◆ What you need to do
Reproduce the following listing verbatim, line for line.
Start Data rows
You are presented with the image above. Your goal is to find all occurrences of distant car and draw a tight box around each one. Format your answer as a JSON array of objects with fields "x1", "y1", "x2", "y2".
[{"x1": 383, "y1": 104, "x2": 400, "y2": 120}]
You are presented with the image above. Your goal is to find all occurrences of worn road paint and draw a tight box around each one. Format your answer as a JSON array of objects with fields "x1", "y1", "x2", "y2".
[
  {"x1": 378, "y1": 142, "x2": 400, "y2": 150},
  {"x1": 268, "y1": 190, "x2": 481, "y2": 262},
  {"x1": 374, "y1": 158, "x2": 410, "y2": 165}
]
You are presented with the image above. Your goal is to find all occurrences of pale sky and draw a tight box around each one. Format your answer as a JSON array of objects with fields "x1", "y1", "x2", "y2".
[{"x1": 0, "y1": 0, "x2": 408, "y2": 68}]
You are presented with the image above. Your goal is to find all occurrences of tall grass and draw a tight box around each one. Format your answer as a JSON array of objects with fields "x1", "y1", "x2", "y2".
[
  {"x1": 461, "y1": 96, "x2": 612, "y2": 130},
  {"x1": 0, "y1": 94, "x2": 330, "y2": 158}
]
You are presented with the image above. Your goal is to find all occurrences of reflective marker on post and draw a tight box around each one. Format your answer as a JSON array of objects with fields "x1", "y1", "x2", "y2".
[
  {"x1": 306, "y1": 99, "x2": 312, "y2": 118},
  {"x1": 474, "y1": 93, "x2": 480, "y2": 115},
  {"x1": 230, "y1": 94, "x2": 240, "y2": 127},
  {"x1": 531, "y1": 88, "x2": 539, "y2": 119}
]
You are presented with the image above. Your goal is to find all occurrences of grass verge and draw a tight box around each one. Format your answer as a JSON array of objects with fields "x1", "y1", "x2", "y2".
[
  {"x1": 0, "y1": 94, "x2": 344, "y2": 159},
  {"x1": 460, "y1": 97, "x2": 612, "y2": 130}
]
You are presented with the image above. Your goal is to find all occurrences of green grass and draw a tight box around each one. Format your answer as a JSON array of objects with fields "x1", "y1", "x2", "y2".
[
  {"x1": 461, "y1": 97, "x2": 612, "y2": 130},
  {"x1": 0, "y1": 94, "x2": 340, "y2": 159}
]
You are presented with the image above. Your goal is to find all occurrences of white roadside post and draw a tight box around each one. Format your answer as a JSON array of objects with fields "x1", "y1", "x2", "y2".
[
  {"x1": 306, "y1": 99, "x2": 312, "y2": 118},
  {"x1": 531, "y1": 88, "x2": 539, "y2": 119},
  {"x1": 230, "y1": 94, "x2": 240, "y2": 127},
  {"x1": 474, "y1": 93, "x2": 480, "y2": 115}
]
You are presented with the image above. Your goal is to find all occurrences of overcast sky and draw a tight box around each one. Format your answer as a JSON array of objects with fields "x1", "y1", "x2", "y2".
End Data rows
◆ Output of the exercise
You are presented with the image above. Your goal is to find all occurrences of distant car and draw a tight box around each one. Format your answer as a JSON array of objects with fields "x1", "y1", "x2", "y2".
[{"x1": 383, "y1": 104, "x2": 400, "y2": 120}]
You are presented with the image above. Your goal is to find all occurrences of worn road paint and draw a tight box around each one. Format your answer as a JSON array of objects with fields "x1", "y1", "x2", "y2".
[
  {"x1": 378, "y1": 142, "x2": 400, "y2": 150},
  {"x1": 268, "y1": 190, "x2": 481, "y2": 262},
  {"x1": 374, "y1": 158, "x2": 410, "y2": 165}
]
You are presented with the image above. Your goal is to find all occurrences of pale sky and draw a tight box around each one. Format your answer as a JSON array of objects with fields "x1", "y1", "x2", "y2".
[{"x1": 0, "y1": 0, "x2": 408, "y2": 68}]
You are presented with the image above. Your goal is to find all occurrences of tall grass and draw a tight box around each one. Format your answer as a JSON array of objects with fields "x1", "y1", "x2", "y2".
[
  {"x1": 461, "y1": 96, "x2": 612, "y2": 130},
  {"x1": 0, "y1": 94, "x2": 330, "y2": 158}
]
You are presented with the image above. Your goal is to find all occurrences of reflective marker on post and draw a tight box around each one. Format your answer as a JSON array of objects with fields "x1", "y1", "x2", "y2".
[
  {"x1": 306, "y1": 99, "x2": 312, "y2": 118},
  {"x1": 474, "y1": 93, "x2": 480, "y2": 115},
  {"x1": 230, "y1": 94, "x2": 240, "y2": 127},
  {"x1": 531, "y1": 88, "x2": 539, "y2": 119}
]
You are presented with the image above. Your goal is to find all occurrences of grass verge and draw a tight box around each one. Format your answer as a JSON array of objects with fields "x1", "y1", "x2", "y2".
[
  {"x1": 0, "y1": 94, "x2": 344, "y2": 159},
  {"x1": 460, "y1": 97, "x2": 612, "y2": 130}
]
You are presented with the image above. Your goal is to find all occurrences of green grass and draw a tight box around each one. Format your answer as a JSON array of objects with fields "x1", "y1", "x2", "y2".
[
  {"x1": 461, "y1": 97, "x2": 612, "y2": 130},
  {"x1": 0, "y1": 94, "x2": 340, "y2": 159}
]
You are presented with the image above. Your goal is to find all occurrences of white roadside post and draw a tight box around each one. Format your answer as a JSON array of objects with fields "x1", "y1", "x2", "y2".
[
  {"x1": 306, "y1": 99, "x2": 312, "y2": 118},
  {"x1": 531, "y1": 88, "x2": 539, "y2": 119},
  {"x1": 230, "y1": 94, "x2": 240, "y2": 127},
  {"x1": 474, "y1": 93, "x2": 480, "y2": 115}
]
You are presented with the image above. Your goal is to find all occurrences of overcast sky and draw a tight box around each one. Format your answer as a JSON array of objects with fields "x1", "y1", "x2", "y2".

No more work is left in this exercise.